● **引用文**
┄┄┄┄┄┄

本人ペースの付き合い方だけでは行動障害は改善しない。相手や周囲に合わせることも必要であることをやりとりの中で伝え、支援可能な人間関係を作る。

(2) 言葉と身体の動きをつなぐ働きかけをする

人の話が聞こえていても理解につながらない、理解できても適切な行動につなげられない人がいる。「言葉かけ→理解→行動への意志→行動」という一連の働きをつないでいく働きかけが必要である。

(3) 自在に動ける身体を作る

本人ペースで生活することは、一部の身体の機能ばかりを使ってしまうので、使っている部分の機能は亢進し、使っていない部分の機能や動きが制限されている場合がある。亢進している部分はうまくコントロールし、制限されている部分は適切な動きの練習を積み重ねることで、動きを引き出していくことが必要である。

(4) 生きがいや仕事を見つける

生きがいや働く喜びのある生活の中では、独自の固執した行動にとらわれずに済む。障害が重度であっても、人の役に立つことや、生産活動に携われるようにしていく支援が必要である。

(5) 手厚い支援からフェードアウトまで一連のプログラムで行なう

強度行動障害を示す人たちの支援には、1対1での対応、あるいはそれ以上に手厚い支援が必要な場合がある。しかし、手厚い支援は一時的なもので、自律を促していくことが大切であり、手厚い支援を始めた時点から、支援をフェードアウトしていくことや施設や親元を離れていくことを見越した支援プログラムが必要である。

┄┄┄┄┄┄

● **データ収集の記録**
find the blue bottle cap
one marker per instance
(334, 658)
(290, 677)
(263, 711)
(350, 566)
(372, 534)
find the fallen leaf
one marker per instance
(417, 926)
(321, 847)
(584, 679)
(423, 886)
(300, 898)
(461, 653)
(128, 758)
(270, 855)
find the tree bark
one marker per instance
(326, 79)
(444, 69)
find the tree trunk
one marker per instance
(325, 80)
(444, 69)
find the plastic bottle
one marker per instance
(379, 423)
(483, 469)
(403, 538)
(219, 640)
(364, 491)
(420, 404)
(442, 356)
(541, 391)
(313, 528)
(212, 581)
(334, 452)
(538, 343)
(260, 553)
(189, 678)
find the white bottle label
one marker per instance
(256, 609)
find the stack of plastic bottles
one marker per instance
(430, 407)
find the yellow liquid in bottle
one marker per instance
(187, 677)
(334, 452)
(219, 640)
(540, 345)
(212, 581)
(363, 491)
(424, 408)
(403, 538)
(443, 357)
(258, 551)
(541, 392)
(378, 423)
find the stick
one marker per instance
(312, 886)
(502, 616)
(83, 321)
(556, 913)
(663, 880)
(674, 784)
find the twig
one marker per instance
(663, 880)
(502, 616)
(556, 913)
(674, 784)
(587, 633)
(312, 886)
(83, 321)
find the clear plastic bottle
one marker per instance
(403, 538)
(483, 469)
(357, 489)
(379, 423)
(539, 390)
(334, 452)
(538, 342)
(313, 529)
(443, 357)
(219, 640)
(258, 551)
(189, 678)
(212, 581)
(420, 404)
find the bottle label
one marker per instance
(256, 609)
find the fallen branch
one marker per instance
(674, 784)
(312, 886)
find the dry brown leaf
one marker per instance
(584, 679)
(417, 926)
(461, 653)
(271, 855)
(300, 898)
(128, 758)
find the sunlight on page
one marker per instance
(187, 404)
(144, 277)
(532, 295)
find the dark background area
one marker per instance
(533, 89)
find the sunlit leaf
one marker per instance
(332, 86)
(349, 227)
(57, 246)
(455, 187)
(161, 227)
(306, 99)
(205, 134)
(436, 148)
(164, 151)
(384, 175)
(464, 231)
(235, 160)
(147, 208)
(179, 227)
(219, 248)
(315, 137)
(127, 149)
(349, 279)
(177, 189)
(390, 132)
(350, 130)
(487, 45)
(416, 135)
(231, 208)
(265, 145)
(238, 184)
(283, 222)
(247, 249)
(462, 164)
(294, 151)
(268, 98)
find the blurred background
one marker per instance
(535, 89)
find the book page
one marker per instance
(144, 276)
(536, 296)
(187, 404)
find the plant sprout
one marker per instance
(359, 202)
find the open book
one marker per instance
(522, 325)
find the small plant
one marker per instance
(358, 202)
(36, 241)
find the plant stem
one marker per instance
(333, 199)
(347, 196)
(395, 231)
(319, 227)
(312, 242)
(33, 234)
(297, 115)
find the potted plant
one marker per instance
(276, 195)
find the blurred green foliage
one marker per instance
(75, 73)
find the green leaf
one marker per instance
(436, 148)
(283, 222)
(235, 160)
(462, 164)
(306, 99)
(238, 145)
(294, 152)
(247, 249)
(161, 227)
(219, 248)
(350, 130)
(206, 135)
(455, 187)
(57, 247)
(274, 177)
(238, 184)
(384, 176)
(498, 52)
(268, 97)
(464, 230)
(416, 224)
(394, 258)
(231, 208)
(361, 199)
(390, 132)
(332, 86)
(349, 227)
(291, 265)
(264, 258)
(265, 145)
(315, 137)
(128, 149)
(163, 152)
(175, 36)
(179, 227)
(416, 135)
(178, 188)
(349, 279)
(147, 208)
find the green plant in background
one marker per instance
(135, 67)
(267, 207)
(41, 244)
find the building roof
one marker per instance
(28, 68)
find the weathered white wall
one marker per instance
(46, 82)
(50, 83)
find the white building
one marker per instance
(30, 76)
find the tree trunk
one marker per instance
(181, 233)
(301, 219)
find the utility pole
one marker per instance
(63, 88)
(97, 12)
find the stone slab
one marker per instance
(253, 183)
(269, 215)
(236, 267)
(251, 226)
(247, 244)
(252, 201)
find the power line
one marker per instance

┄┄┄┄┄┄

● **作業項目 1**
引用文によれば、強度行動障害を示す人たちの支援にはどのような対応が必要な場合がありますか。
● **作業項目 2**
引用文が、制限されている身体の部分について適切な動きの練習を積み重ねる必要があるとする理由を、1〜3文で説明してください。
● **作業項目 3**
引用文のうち、「本人ペースの付き合い方だけで」から「出していくことが必要である。」までを、両端を含めて一字も変えずに再掲してください。
エントリはここでは一切使いません。

● **解答欄 1**
1対1での対応、あるいはそれ以上に手厚い支援が必要な場合がある。

● **解答欄 2**
本人ペースで生活すると一部の身体の機能ばかりを使うため、使っている部分の機能は亢進し、使っていない部分の機能や動きが制限されている場合がある。そのため、制限されている部分は適切な動きの練習を積み重ねて、動きを引き出していく必要がある。

● **解答欄 3**
本人ペースの付き合い方だけでは行動障害は改善しない。相手や周囲に合わせることも必要であることをやりとりの中で伝え、支援可能な人間関係を作る。

(2) 言葉と身体の動きをつなぐ働きかけをする

人の話が聞こえていても理解につながらない、理解できても適切な行動につなげられない人がいる。「言葉かけ→理解→行動への意志→行動」という一連の働きをつないでいく働きかけが必要である。

(3) 自在に動ける身体を作る

本人ペースで生活することは、一部の身体の機能ばかりを使ってしまうので、使っている部分の機能は亢進し、使っていない部分の機能や動きが制限されている場合がある。亢進している部分はうまくコントロールし、制限されている部分は適切な動きの練習を積み重ねることで、動きを引き出していくことが必要である。